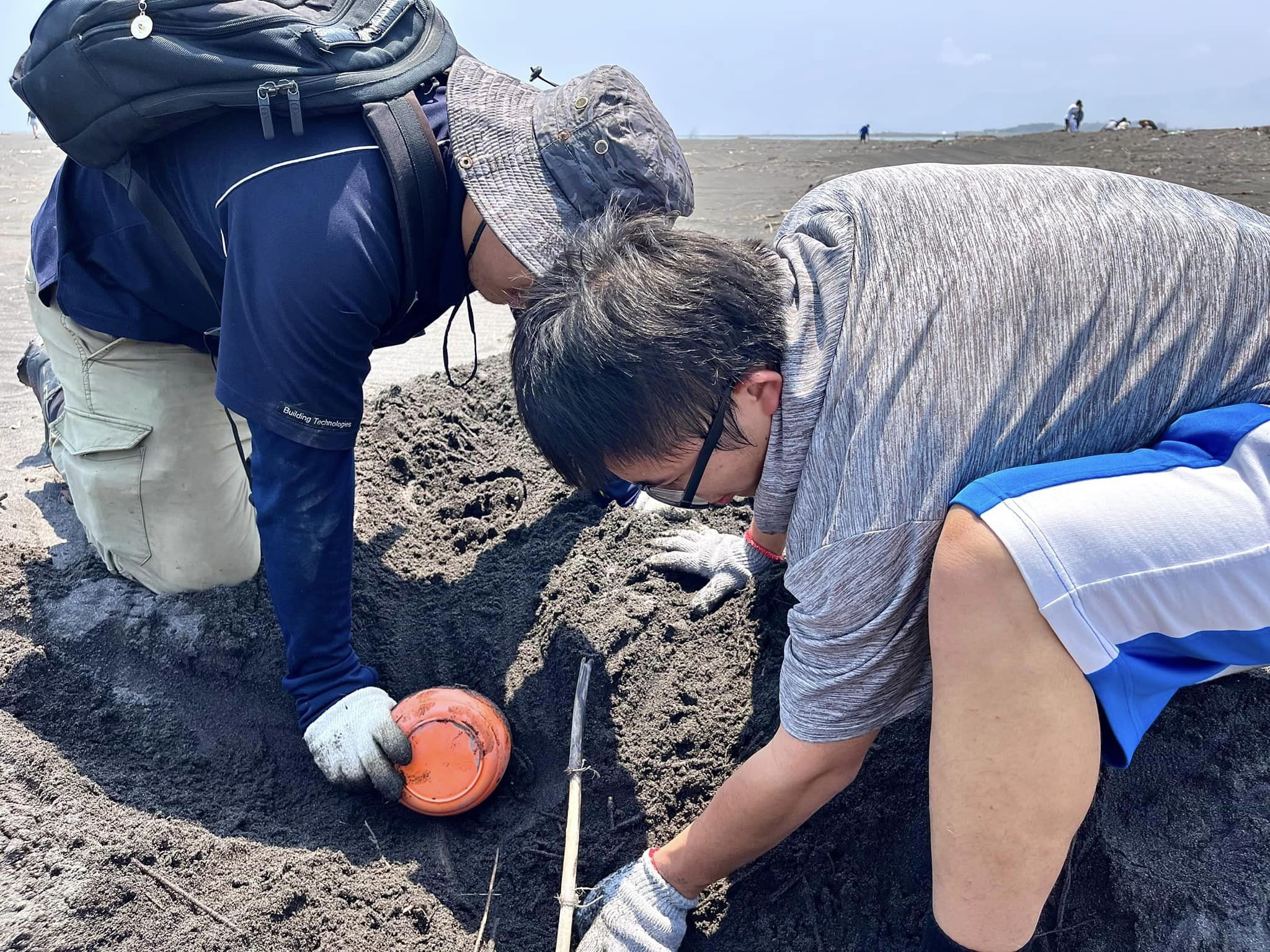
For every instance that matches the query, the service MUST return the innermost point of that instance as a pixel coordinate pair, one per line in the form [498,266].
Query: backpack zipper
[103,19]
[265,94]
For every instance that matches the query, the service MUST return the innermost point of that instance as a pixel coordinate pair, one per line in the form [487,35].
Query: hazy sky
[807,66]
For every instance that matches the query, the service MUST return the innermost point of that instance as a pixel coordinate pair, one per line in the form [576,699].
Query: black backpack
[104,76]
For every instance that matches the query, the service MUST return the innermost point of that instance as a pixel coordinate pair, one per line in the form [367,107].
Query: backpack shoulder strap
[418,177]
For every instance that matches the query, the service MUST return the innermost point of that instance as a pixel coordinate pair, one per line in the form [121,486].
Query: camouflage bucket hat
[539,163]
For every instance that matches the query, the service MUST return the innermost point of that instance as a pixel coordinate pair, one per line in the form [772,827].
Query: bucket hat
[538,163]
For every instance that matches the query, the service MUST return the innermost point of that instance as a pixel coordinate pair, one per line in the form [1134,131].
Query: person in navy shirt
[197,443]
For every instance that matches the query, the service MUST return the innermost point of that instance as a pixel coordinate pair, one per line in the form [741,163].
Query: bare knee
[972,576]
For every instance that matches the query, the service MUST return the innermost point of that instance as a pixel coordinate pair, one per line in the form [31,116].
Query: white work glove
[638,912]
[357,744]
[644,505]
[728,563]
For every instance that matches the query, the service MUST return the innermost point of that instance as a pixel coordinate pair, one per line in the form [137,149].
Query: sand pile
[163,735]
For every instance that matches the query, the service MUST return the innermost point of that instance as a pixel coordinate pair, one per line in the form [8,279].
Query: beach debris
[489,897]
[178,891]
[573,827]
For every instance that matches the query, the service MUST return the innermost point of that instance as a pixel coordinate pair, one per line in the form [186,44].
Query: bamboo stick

• • • • •

What is being asked – Leave out the pictures and give the listing above again exactly.

Problem solution –
For every instance that matches the query, the service MUST return the innermost point of that instance as a pixel coordinate pair, one per line in the form [498,266].
Query: backpack zipper
[103,19]
[265,94]
For every instance that matches the query, the service MUST return the innermost point of that instance as a pixel coordinate pair, one per line in the form [487,35].
Query: hazy sky
[807,66]
For every instance that matches the query, the service MUST return the innermost point of that instance as a pixel coordinate pair, one per line in the form [576,699].
Query: black backpack
[104,76]
For every instance that matches the query, the service MUST return the innermost point of that instance as a pixel coordinate pair, one per line in the form [367,107].
Query: backpack shoulder strap
[418,177]
For every instance that matches the query, the service MUST return the innermost point of that instance as a pixel coordinate pair, one per line in the form [121,486].
Query: camouflage bucket hat
[539,163]
For every instance that matches the query, the service MUST return the innermost point of that instance as a pixel coordinate pair, one per line in the form [772,827].
Query: bucket hat
[538,163]
For every instance that matches the query, the service MUST return the innermost point of that instance as a pixel coordinate pair, one per line in the form [1134,131].
Query: person in navy shirt
[197,443]
For every instance that matches the query, the service MUST return the innermost point of that instance as a pixel coordinate pair, one per line in the form [741,163].
Query: bare knee
[972,576]
For every instance that matches the query, the service MUST return the innermost point of that instance as a pixel coordinate pair, one per line in the form [31,116].
Query: white work glove
[638,912]
[357,744]
[644,505]
[728,563]
For every instance that matches the query, the service MUST return the innermost point of that instance as a pixel coordinate pair, one per line in the form [137,149].
Query: sand pile
[163,735]
For every instance that matches the query, the service MUST return the innermost point of that instance as a pixel coordinate pair, one per line in the form [8,279].
Query: beach debris
[489,897]
[178,891]
[573,827]
For every instance that matches the query, the service MUST return the innermost point of that instance as a pixel coordinate pair, one per line in the form [186,44].
Query: bamboo stick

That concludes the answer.